◆ Input:
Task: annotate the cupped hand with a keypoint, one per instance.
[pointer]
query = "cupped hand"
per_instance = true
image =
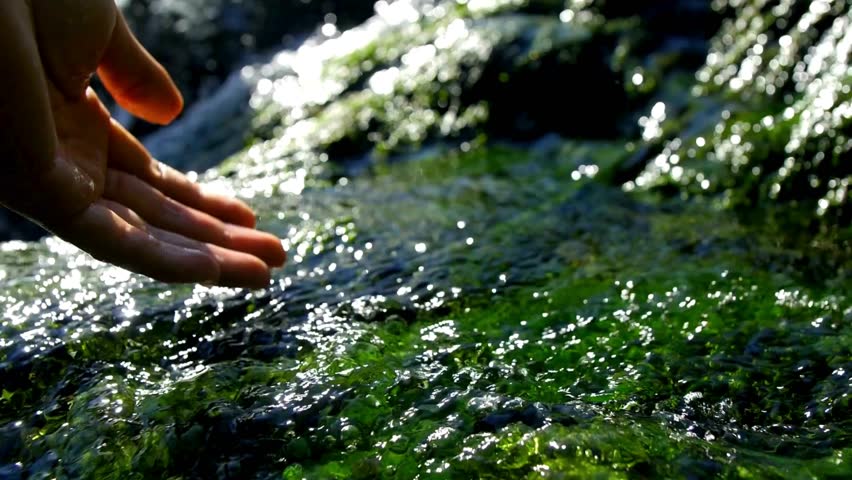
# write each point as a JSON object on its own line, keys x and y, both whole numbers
{"x": 74, "y": 170}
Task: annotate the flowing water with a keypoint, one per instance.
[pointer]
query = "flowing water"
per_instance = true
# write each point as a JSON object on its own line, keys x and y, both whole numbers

◆ What you will do: Render the lines above as a JSON list of strings, one string per line, omitting blank lines and leaving out the pictures.

◆ Complete output:
[
  "Task: annotate the cupped hand with a keypoint, one per instance.",
  "[pointer]",
  "query = \"cupped hand\"",
  "per_instance = true",
  "image =",
  "# write each point as a JSON object on its own line, keys x and y, both whole numbers",
  "{\"x\": 74, \"y\": 170}",
  "Task: annotate the flowing water with a keypoint, one per instance.",
  "[pointer]",
  "query = \"flowing water\"",
  "per_instance = true",
  "# write each point as a JSON object on its own line, keys x and y, both whole numbers"
]